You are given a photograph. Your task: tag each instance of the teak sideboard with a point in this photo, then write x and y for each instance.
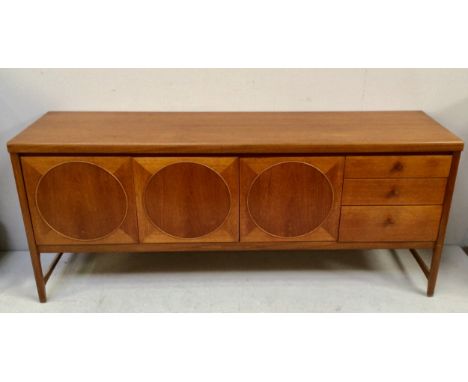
(148, 182)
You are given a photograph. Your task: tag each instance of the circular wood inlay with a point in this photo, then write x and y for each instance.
(290, 199)
(81, 200)
(187, 200)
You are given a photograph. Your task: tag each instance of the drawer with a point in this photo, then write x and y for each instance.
(394, 191)
(403, 166)
(389, 223)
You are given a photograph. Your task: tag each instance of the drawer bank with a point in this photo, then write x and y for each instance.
(148, 182)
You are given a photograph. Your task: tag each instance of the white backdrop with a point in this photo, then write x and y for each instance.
(25, 94)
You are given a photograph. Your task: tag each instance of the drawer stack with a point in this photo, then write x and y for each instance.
(393, 198)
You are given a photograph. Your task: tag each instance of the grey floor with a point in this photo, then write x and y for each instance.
(315, 281)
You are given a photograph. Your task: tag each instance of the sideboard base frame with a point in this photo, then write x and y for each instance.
(383, 141)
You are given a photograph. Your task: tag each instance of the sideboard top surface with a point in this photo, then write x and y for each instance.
(234, 133)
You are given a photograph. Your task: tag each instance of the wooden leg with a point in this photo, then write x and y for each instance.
(37, 268)
(435, 262)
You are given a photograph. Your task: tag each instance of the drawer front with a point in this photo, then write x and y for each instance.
(79, 200)
(389, 223)
(403, 166)
(187, 199)
(290, 198)
(410, 191)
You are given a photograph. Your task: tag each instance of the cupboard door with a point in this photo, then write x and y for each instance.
(74, 200)
(187, 199)
(284, 199)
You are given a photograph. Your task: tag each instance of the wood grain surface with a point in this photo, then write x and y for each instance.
(390, 223)
(409, 191)
(398, 166)
(234, 133)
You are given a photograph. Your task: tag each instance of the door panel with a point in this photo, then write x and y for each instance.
(187, 199)
(285, 199)
(81, 199)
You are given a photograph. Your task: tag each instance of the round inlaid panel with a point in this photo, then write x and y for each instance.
(290, 199)
(187, 200)
(81, 200)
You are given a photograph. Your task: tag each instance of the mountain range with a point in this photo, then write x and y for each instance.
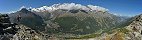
(70, 20)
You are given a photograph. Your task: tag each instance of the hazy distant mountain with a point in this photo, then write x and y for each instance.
(72, 19)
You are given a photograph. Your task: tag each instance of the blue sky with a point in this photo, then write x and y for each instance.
(122, 7)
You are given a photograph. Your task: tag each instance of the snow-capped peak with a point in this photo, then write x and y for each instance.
(69, 6)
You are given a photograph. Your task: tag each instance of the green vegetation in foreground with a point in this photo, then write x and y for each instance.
(122, 30)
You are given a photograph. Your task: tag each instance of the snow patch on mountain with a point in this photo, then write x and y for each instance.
(69, 6)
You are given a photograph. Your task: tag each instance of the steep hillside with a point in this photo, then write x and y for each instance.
(28, 18)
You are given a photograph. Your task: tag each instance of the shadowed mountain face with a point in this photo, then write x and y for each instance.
(69, 21)
(28, 18)
(82, 23)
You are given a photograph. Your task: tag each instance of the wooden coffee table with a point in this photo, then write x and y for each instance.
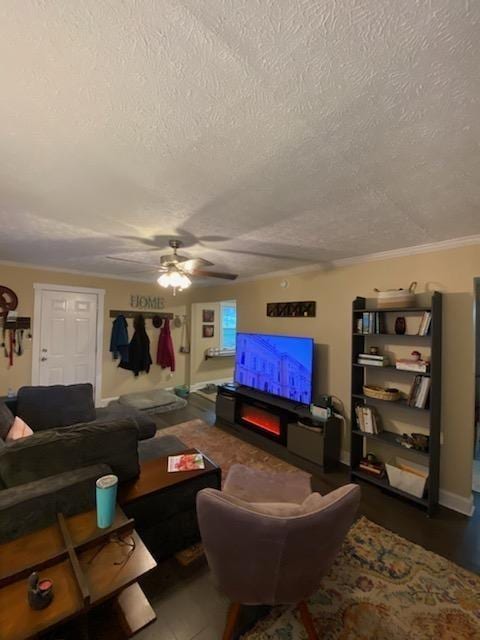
(155, 477)
(87, 565)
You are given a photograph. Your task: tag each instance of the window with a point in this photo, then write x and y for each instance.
(228, 324)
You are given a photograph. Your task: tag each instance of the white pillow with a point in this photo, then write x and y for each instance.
(19, 429)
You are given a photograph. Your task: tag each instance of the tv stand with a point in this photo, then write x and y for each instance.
(276, 424)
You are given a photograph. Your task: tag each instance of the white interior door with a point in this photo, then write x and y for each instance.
(68, 337)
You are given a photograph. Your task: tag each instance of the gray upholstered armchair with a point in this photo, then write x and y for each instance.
(269, 540)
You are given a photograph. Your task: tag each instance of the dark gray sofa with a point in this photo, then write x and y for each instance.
(55, 469)
(59, 406)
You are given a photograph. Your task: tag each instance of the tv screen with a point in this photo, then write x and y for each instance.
(280, 365)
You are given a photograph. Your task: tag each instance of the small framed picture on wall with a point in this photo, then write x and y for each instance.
(208, 330)
(208, 315)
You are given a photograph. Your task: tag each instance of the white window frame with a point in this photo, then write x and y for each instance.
(223, 304)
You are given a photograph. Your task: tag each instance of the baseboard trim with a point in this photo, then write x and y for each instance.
(457, 503)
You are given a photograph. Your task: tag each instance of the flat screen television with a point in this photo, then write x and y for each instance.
(279, 365)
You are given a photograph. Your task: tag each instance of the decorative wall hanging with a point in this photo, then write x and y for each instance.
(208, 315)
(305, 309)
(208, 330)
(8, 301)
(147, 302)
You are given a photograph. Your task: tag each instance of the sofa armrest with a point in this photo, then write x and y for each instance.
(35, 505)
(48, 453)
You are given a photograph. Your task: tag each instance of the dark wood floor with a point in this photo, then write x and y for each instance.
(187, 603)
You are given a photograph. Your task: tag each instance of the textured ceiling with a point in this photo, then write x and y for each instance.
(268, 134)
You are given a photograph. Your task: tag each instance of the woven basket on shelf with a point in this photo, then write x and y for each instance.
(372, 391)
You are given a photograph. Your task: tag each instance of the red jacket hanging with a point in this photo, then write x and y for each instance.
(166, 351)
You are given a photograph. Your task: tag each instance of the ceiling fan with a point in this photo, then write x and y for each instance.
(176, 270)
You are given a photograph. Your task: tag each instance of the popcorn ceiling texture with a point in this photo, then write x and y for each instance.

= = = =

▶ [THE EXERCISE]: Rewrite all of the data above with every "tag" swapped for "mark" and nothing else changed. Leave the pictures out.

▶ [SOLUTION FOR THIS EXERCISE]:
You are given a photograph. Your task: mark each instance of the teak sideboard with a point in this photo, then write x and y for each instance.
(148, 182)
You are given a photograph. Your task: mark each instance of the circular wood inlay with a point in this photo, then write x and y for each instance.
(290, 199)
(81, 200)
(187, 200)
You are given a photograph. Your task: mark each instance of the drawer with a point in this photo, then write x and y for each instance.
(394, 191)
(403, 166)
(389, 223)
You are given a photograph. Your task: mark each instance of the drawer bank with a point in this photo, then write x and y for each instance.
(148, 182)
You are given a photograph. Your task: mark each instance of the white backdrop with a point in this photo, then write x and y for each instance.
(25, 94)
You are given a photograph. Your task: mark each instance of the drawer stack with a point in this photo, then write x and y for each instance.
(393, 198)
You are given a photograph. Your task: mark each instance of the grey floor with a point in this photo, then write x and y for each instance.
(315, 281)
You are given a photograph. Your task: mark each instance of the sideboard base frame with a point in this photo, then write x and y for each instance.
(383, 141)
You are given a photograph. Your task: mark each instance of the sideboard top surface with a point in this photo, then write x and y for each instance.
(234, 133)
You are given a photograph. Your task: mark each instance of the wooden leg with a point in this photo, then write x and y for each instance.
(37, 268)
(435, 262)
You are given a photograph. Your task: mark each instance of the drawer front with a point in this photo, then write x and y for each instance.
(79, 200)
(389, 223)
(403, 166)
(187, 199)
(290, 198)
(410, 191)
You are given a photograph. Your task: mark each instance of the cupboard door with a point in this photo, then write x and y for each instance.
(74, 200)
(187, 199)
(284, 199)
You are given a photograph. Your task: mark each instance of the wood grain surface with a point in this photo, then write x and y for each instance.
(390, 223)
(409, 191)
(398, 166)
(234, 133)
You are given a photograph. Your task: mark each instance of the door panel with a point in this photo, then write x and y for each instance.
(187, 199)
(285, 199)
(81, 199)
You are given a photograph. Your task: mark each instance of the round inlaid panel with a point in this photo, then write x and y for each instance.
(290, 199)
(187, 200)
(81, 200)
You are given a photograph. Your task: mark each instance of the mountain range with a point in this photo, then write x and y for each instance.
(70, 20)
You are given a photograph. Your task: mark each instance of the hazy distant mountain with a point in this photo, then write x and y for each instance.
(72, 19)
You are given a photograph. Your task: mark each instance of the blue sky with a point in this photo, then write x and y for each instance.
(122, 7)
You are given a photograph. Your task: mark each instance of the snow-capped peak with a point in this photo, then write x and y for each instance.
(69, 6)
You are given a photograph. Your task: mark each instance of the green vegetation in foreground with a point in this photo, then write x and y for each instance.
(122, 30)
You are given a photograph. Your task: mark each instance of the snow patch on mountain with a point in this photo, then write x and y for each instance.
(69, 6)
You are given a photograph. Your task: mark each instance of the steep hillside with a point in this photo, then write x and y for each instance.
(28, 18)
You are given a photograph. Your task: mark each instance of the shadowed mountain face with a point in this photo, then write x and y for each instance.
(69, 21)
(28, 18)
(82, 23)
You are given a photograph. Your task: mark each instance of the wooden coffee table with a point in this photo, then write x and y for each instance.
(155, 477)
(87, 565)
You are given a photograph. Your task: mark each instance of the window with a point in this photo, then write x and y for each instance.
(228, 324)
You are given a photograph. Your task: mark each instance of the white pillow with a point in this photo, then write x and y for each instance.
(19, 429)
You are given a photograph. Your task: mark each instance of the tv stand with a point in this photo, then write x and y for each instance.
(276, 424)
You are given a photograph. Your task: mark each instance of the white interior door with a point in this photo, then write x and y for each instance.
(68, 337)
You are given a photograph. Your task: mark each instance of the gray upholstered armchair with a point in this photo, then write x and y for each instance.
(269, 540)
You are given a photograph. Your task: mark each instance of the dark gray sofa with a point in this photo, then write x and y for each instance.
(55, 469)
(59, 406)
You are given a photograph. Your task: mark each instance of the tv screen with a point in this photo, then write x and y for each instance.
(280, 365)
You are given a photograph. Your task: mark each instance of the small framed picture on wall with a point in this photo, then write x and y for each instance.
(208, 330)
(208, 315)
You are given a photograph. Your task: mark each instance of the white window frame with a point in this photo, then write x and y for each instance.
(223, 304)
You are given a photograph. Your task: mark each instance of the baseboard trim with a point in this photo, then write x and y for each instance.
(457, 503)
You are given a photograph. Your task: mark each instance of the flat screen television with a point in this photo, then write x and y for each instance.
(279, 365)
You are given a photograph. Your task: mark each instance of the decorative wall hanging with a point in this photo, then write x and y for each instance.
(208, 315)
(305, 309)
(208, 330)
(8, 301)
(147, 302)
You are given a photograph. Your task: mark each instance of the sofa armrest with a point in this photo, then write x and y for each instance.
(35, 505)
(48, 453)
You are given a photograph. Your task: mark each instance of the dark wood floor with a point in this photo, then write x and y for each instance.
(187, 603)
You are given a photograph. Your task: mark each instance of the textured ceiling with a point in this photo, then write x and y for each instance.
(268, 134)
You are given a photograph. Your task: mark each instance of the woven basket on shelf with a point in this photo, then write x and y for each instance.
(372, 391)
You are given a photograph. Your task: mark each instance of the red jacket hanging with a point in this photo, then write x and y for each instance.
(166, 351)
You are given a photograph. Your task: mark each instance of the ceiling fan with a point in this photo, then write x and y for each instance.
(176, 270)
You are given a photograph. Your task: mark each instance of the popcorn ceiling texture with a point in this photo, then write x and y for each instance.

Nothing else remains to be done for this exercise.